**INSTRUCTIONS TO FOLLOW:**
Rewrite all of the entries below, putting "scene" in place of "frame" and leaving everything else unchanged. Omit the pictures from your answer.
——
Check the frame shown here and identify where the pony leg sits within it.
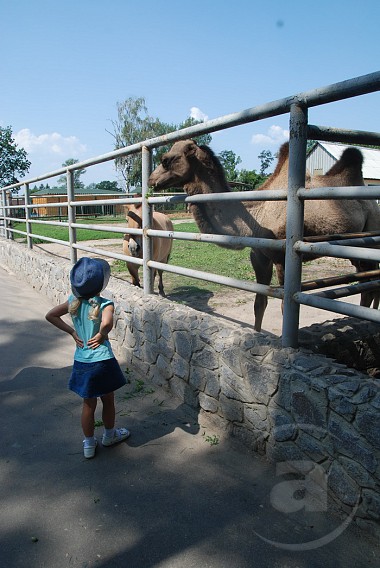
[157,270,166,298]
[250,250,273,331]
[127,262,141,288]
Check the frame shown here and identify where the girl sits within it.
[46,257,130,458]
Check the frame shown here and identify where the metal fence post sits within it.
[0,189,7,238]
[141,146,154,294]
[4,190,15,241]
[282,103,308,347]
[25,183,33,249]
[66,171,78,264]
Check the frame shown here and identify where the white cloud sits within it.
[190,107,208,122]
[14,128,87,160]
[251,124,289,146]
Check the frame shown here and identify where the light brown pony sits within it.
[149,140,380,331]
[123,203,174,296]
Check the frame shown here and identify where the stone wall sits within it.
[0,240,380,530]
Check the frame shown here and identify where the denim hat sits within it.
[70,256,111,299]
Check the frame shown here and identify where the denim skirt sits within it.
[68,357,127,398]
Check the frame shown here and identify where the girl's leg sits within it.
[82,398,98,438]
[100,392,115,430]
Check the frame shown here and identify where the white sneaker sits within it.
[83,438,98,459]
[102,428,131,446]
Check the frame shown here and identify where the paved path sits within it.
[0,267,379,568]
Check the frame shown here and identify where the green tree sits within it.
[110,97,211,193]
[0,126,31,193]
[258,150,274,176]
[96,180,120,191]
[218,150,241,181]
[57,158,86,189]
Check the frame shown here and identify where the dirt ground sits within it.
[34,239,359,336]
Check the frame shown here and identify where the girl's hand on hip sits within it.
[71,331,83,349]
[87,332,106,349]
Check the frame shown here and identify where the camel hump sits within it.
[326,148,363,175]
[273,142,289,176]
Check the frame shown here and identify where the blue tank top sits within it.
[69,295,114,363]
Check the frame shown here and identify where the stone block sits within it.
——
**COMPLETED EXERCISE:**
Check the scene shown here and identify where the pony leg sits within it.
[157,270,166,298]
[250,250,273,331]
[127,262,141,288]
Check the scene shown here and identify where the girl sits within it.
[46,257,130,458]
Check the scene shown here and identify where the metal fence post sits within it.
[0,189,7,238]
[141,146,154,294]
[4,190,15,241]
[282,103,308,347]
[25,183,33,249]
[66,171,78,264]
Check the scene shown here and identify where the white cloud sits within it.
[190,107,208,122]
[14,128,87,160]
[251,124,289,146]
Check the scene shown here and identify where the light brown pony sits within it.
[149,140,380,331]
[123,203,174,296]
Check the scene shown here and identify where the stone wall sits within it.
[0,240,380,530]
Check the scene shown here and identify where the denim hat sits within it.
[70,256,111,299]
Check the scene shown here and identify where the denim skirt sits within it.
[68,357,127,398]
Check the scene shown here and identify where the girl's leg sits within it.
[82,398,98,438]
[100,392,115,430]
Check the scene shown here and identify where the white sneaker sits within it.
[83,438,98,459]
[102,428,131,446]
Check the scene shown here and identify where the paved path sits within it.
[0,267,379,568]
Check the scene shown here and identify where the green tree sits within it.
[110,97,211,193]
[0,126,31,193]
[258,150,274,176]
[96,180,120,191]
[218,150,241,181]
[57,158,86,189]
Check the scene shown here and identify where the dirt ground sits within it.
[34,239,359,336]
Check the scene shown here and identify where the girl's hand on hip sits within it.
[71,331,83,349]
[87,332,106,349]
Check the scene shown here and identify where the camel hump sits within it.
[326,148,363,175]
[273,142,289,176]
Check the scene shown here and identify where the blue tank top sits within it.
[69,295,114,363]
Check the scene shown here and identify where the stone block sits within it.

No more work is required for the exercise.